Task instructions
Find the string "blue" in the entries and copy each line that has it.

━━━━━ Dataset records

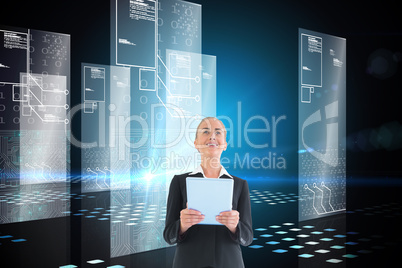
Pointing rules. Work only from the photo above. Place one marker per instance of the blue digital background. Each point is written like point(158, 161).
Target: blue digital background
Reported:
point(256, 44)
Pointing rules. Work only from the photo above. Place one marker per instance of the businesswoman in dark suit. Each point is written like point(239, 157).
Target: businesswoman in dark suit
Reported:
point(216, 246)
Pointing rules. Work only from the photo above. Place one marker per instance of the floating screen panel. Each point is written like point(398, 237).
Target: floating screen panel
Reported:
point(322, 125)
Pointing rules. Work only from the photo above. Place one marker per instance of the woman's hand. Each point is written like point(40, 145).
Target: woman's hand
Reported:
point(189, 217)
point(230, 219)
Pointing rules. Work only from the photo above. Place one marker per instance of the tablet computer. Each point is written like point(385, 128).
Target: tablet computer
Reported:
point(210, 196)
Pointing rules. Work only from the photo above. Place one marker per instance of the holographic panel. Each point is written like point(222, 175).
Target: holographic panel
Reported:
point(34, 105)
point(152, 126)
point(322, 125)
point(134, 27)
point(105, 118)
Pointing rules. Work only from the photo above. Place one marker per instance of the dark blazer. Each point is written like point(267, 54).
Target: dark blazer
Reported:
point(208, 245)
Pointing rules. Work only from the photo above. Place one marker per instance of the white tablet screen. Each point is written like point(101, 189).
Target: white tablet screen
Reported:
point(209, 196)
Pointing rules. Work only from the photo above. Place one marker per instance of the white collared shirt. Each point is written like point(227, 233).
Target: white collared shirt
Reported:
point(200, 170)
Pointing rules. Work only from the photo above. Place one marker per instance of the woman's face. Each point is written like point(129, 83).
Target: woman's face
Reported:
point(211, 138)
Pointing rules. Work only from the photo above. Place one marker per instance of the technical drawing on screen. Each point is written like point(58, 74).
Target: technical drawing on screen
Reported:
point(322, 125)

━━━━━━━━━━

Task answer
Pointing rules. Work only from the photo above. Place one marker per instance of the blue digital background. Each point is written like point(158, 161).
Target: blue digital background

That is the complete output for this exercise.